● Problem description: Any pictures in the records below should be skipped; write out everything else exactly.

....................

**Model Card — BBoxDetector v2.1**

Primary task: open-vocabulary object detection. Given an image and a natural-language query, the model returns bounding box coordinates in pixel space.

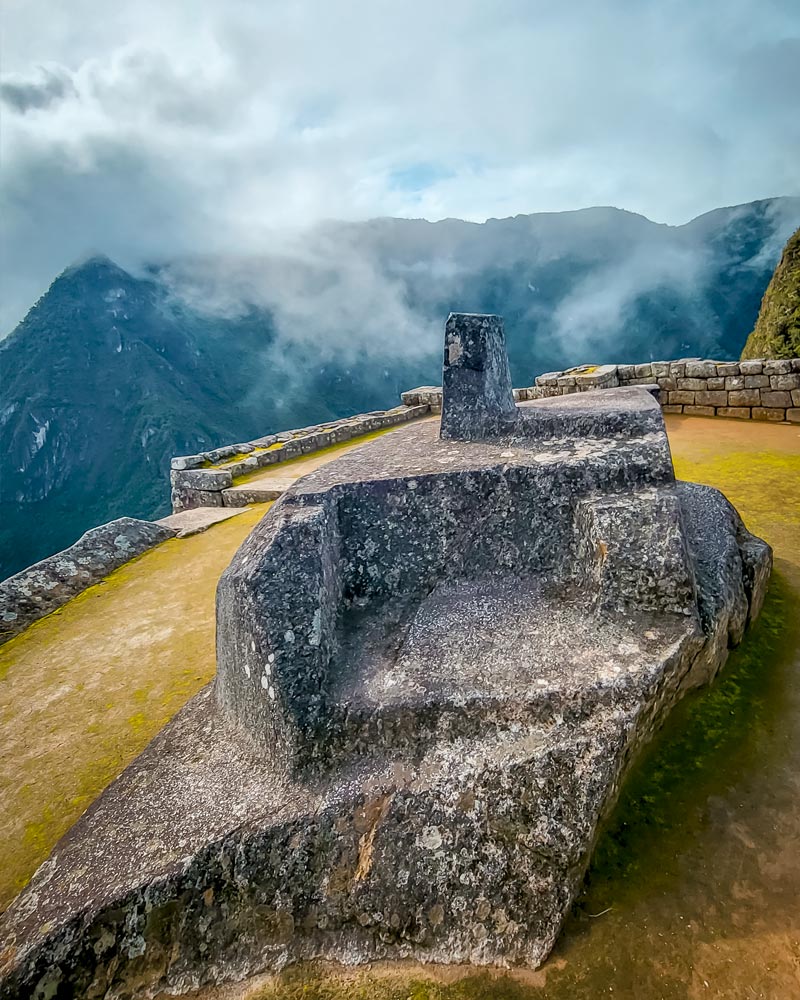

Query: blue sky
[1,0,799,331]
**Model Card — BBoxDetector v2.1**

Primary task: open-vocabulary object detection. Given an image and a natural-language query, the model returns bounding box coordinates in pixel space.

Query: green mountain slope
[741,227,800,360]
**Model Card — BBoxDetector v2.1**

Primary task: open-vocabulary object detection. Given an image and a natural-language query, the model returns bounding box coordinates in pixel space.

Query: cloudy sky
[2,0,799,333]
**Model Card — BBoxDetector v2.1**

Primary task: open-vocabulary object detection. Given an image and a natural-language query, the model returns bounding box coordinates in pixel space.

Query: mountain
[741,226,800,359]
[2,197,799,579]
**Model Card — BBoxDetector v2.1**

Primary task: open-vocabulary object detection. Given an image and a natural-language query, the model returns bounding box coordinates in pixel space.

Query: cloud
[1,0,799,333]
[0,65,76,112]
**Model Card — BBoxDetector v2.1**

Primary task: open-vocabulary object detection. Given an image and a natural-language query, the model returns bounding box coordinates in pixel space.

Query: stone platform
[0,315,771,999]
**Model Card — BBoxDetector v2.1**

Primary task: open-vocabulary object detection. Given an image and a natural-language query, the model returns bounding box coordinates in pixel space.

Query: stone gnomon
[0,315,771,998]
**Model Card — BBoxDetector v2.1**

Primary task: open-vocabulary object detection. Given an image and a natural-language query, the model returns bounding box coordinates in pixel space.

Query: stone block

....................

● Response to the exercise:
**Model Card — BBoxDetector v2.1**

Primary task: open-vocabulary object detection. Given an image and a natural-language query, the model returns bounding box coordinates in pixel space.


Query: blue sky
[1,0,799,331]
**Model Card — BBoxDetector v2.1**

Primary task: open-vocabulary object detection. Given an image and a natural-language query, the model returns bounding box coordinates in pixel space.

Query: green mountain slope
[741,227,800,360]
**Model Card — BBoxDetector v2.1**

Primary task: open-vocabulary object detection. Given an image and a natural-language query, the model returns bounding box coordinates in pixel space.

Query: cloudy sky
[2,0,799,333]
**Model Card — BBoxDetector v2.1**

Primary task: open-vocabulary object detection. Given an image and a natural-language query, the model returns bounding box coordinates in pixel space.

Query: mountain
[741,226,800,359]
[2,197,799,579]
**Model Card — BBoxDetector v2.1**

Primary task: open-vocabulary object detection. Given an image and a natural-language query, the model returns bounding box coordinates in pixel space.

Query: cloud
[1,0,799,333]
[0,65,76,112]
**Model Card — BBoxDetector v2.1**

Primary task: open-vocabulary object detection. Given an image and a natural-language query, the model returns bounding box coordinates in pixel space.

Query: stone platform
[0,315,771,999]
**Model Card — BBoxDetector v2.1**

Primary task: open-vocabulary object detection. Given an image and a natural-language query, the model returns bounding box coordinates in pixel space.

Query: stone gnomon
[0,315,771,998]
**Model Card — BBoxDetector v2.1**

Primary task: open-vocabulary object detection. Given an image and a natural-language query, the model returns bounding box coordinates in pixel space.

Query: stone block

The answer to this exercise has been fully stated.